* **Problemas a resolver**:
1) No texto sobre a censura às novelas, transcreva o trecho que se inicia nas palavras que contêm "Durante a ditadura" e se encerra em "Militar (ed. Sagga).", substituindo "pandemia de Covid-19" por "emergência sanitária".
2) Segundo o texto sobre a censura às novelas, qual telenovela de Dias Gomes foi impedida de estrear na época?

Durante a ditadura militar, as novelas, tal como outras áreas da arte, foram duramente censurada pelo Sistema Nacional de Informações (SNI). O jornalista Guilherme Fernandes, enquanto revisitada certas produções na pandemia de Covid-19, quis saber mais sobre as ações práticas da censura no país. Após visitar o Centro de Documentação da TV e acessar alguns roteiros antigos, Guilherme decidiu fazer um doutorado na UFRJ sobre esse tema. Fruto do estudo, surgiu o livro Mentalidade Censória e Telenovela na Ditadura Militar (ed. Sagga).
Ele demonstra nas pesquisas que as redes de televisão enviavam a sinopse da história, que poderia ser aprovada, precisar de alterações ou mesmo ser negada. Após esse processo, os capítulos eram enviados aos poucos e os censores julgavam que partes poderiam ser exibidas. “O material era muito irregular, eu só tive acesso às últimas versões, depois de já terem censurado. Mas lendo a sinopse, os roteiros, é possível perceber que o que foi modificado. A censura agia como autora da novela, ela tinha o poder de mudar perfil de personagem, enredo e tudo”, compara.
Despedida de Casado (1977), de Walter George Dust, por exemplo, nem chegou a ir ao ar. Já Roque Santeiro (1985), de Dias Gomes, foi impedida de ter sua estreia na época. Dentre os temas que eram proíbidos, alguns o surpreenderam: como a religião. Havia um favorecimento da Igreja Católica, em relação a outras crenças, mas o catolicismo tinha que ser retratado de certa maneira específica. Padres não podiam ter atitudes questionáveis; e a aparência deveria estar de acordo com o que a Igreja previa. “O alcoolismo também era proibido. Algumas telenovelas chegaram a abordar esse tema do vício e o uso abusivo do álcool, mas as cenas eram praticamente todas cortadas, mesmo que a intenção fosse mostrar como é preocupante isso, como é em Vale Tudo hoje em dia”, analisa.
Os autores tentavam fazer com que a censura não atrapalhasse a temática das suas novelas. A tendência era que elas voltassem a ter um enredo fantasioso e com poucos temas sociais – mas não foi o que aconteceu na prática. Segundo aponta o livro, eles continuaram a escrever sobre o clima quente da contemporaneidade. “Esses autores foram muito bravos no sentido de enfrentamento. Mesmo com a censura, estavam lá (temáticas sociais), muito velado, muito maquiado, mas quem tinha repertório conseguia perceber”.

* **Conjunto de dados**:
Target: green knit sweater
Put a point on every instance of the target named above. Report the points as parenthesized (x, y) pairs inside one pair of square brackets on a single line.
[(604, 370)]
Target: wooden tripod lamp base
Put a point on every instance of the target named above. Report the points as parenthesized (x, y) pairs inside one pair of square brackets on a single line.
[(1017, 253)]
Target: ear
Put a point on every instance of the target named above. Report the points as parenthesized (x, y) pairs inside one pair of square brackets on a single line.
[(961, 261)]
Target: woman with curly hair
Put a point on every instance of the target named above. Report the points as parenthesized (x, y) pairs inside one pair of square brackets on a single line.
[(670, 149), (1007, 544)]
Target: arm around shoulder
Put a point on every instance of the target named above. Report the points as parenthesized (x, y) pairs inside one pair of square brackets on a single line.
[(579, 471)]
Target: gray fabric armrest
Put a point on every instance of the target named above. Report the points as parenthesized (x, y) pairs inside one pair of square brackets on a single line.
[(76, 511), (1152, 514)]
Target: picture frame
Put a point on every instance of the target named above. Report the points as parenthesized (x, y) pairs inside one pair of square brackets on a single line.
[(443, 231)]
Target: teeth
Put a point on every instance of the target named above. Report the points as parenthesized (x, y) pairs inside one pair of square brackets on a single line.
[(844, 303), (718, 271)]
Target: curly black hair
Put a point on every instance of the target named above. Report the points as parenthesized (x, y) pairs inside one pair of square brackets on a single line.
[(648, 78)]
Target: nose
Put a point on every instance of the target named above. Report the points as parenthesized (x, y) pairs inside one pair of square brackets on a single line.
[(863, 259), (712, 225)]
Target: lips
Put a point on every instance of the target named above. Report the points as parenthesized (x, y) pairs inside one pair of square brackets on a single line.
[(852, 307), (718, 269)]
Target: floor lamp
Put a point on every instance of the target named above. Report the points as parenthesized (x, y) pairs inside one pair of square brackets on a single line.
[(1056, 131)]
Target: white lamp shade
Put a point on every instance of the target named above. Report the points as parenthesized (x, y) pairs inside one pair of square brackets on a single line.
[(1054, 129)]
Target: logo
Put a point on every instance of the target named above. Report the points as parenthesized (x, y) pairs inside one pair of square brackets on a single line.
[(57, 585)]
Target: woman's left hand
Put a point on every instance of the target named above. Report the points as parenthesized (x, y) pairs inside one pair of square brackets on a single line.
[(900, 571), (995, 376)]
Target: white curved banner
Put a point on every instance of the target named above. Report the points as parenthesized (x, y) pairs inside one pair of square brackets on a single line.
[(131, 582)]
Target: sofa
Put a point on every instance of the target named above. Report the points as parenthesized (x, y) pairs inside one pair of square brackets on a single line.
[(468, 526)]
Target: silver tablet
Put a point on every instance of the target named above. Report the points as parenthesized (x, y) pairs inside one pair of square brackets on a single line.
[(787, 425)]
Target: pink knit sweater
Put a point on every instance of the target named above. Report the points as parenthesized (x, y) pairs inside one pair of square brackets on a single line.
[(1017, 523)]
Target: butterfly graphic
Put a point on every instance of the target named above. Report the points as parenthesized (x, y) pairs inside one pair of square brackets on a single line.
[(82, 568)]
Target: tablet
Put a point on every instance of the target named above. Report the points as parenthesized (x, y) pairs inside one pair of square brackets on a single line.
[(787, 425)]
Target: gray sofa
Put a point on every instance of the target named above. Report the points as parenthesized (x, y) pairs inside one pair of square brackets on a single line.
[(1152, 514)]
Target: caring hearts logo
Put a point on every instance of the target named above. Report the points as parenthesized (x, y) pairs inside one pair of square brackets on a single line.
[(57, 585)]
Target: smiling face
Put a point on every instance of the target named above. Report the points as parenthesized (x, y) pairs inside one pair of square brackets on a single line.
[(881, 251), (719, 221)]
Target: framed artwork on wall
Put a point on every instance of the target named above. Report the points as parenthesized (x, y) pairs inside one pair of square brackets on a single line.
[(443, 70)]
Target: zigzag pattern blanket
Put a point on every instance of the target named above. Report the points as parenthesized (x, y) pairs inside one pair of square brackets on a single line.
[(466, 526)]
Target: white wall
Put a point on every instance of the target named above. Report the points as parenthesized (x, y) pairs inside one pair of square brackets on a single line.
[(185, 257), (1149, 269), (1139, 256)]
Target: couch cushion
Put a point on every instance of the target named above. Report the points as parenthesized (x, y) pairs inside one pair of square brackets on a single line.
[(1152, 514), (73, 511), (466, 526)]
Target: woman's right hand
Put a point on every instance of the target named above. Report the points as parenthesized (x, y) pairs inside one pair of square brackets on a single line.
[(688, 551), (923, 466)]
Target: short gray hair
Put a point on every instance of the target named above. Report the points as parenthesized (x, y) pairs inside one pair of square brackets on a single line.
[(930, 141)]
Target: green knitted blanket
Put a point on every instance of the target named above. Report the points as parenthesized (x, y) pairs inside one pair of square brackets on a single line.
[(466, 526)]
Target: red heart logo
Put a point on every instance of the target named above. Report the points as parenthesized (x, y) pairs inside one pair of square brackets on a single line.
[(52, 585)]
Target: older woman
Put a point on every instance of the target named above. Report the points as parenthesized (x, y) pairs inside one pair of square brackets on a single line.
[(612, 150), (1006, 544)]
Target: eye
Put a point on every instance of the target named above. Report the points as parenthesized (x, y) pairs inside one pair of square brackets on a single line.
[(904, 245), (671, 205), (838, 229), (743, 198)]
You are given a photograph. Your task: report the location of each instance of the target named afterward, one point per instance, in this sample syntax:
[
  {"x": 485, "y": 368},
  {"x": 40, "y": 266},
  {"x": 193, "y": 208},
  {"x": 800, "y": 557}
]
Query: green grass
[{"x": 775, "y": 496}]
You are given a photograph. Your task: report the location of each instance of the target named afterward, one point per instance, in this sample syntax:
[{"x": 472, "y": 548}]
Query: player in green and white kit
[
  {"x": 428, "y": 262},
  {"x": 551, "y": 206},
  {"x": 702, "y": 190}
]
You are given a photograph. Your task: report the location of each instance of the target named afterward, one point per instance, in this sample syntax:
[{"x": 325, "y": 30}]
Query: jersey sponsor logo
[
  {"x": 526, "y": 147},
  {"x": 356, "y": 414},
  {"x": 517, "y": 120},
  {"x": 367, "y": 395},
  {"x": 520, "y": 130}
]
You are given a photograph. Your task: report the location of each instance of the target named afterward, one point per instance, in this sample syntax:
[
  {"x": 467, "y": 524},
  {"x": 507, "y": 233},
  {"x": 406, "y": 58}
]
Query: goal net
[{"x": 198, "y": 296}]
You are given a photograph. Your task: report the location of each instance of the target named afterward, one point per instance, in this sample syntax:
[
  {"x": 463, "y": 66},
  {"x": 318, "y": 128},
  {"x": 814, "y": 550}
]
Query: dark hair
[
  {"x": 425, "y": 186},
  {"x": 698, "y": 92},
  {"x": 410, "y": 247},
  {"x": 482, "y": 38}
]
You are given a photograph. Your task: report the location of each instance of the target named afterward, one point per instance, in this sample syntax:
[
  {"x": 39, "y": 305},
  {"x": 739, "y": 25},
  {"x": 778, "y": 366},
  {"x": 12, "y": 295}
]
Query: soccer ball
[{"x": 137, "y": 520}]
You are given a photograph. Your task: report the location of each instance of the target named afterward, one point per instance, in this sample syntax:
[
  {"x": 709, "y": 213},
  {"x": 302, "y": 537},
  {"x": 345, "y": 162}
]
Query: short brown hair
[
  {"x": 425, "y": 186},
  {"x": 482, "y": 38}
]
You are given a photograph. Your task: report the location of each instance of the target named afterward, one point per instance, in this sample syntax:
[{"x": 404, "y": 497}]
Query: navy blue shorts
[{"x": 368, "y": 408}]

* **Respostas do exercício**:
1)
Durante a ditadura militar, as novelas, tal como outras áreas da arte, foram duramente censurada pelo Sistema Nacional de Informações (SNI). O jornalista Guilherme Fernandes, enquanto revisitada certas produções na emergência sanitária, quis saber mais sobre as ações práticas da censura no país. Após visitar o Centro de Documentação da TV e acessar alguns roteiros antigos, Guilherme decidiu fazer um doutorado na UFRJ sobre esse tema. Fruto do estudo, surgiu o livro Mentalidade Censória e Telenovela na Ditadura Militar (ed. Sagga).

2) Roque Santeiro (1985).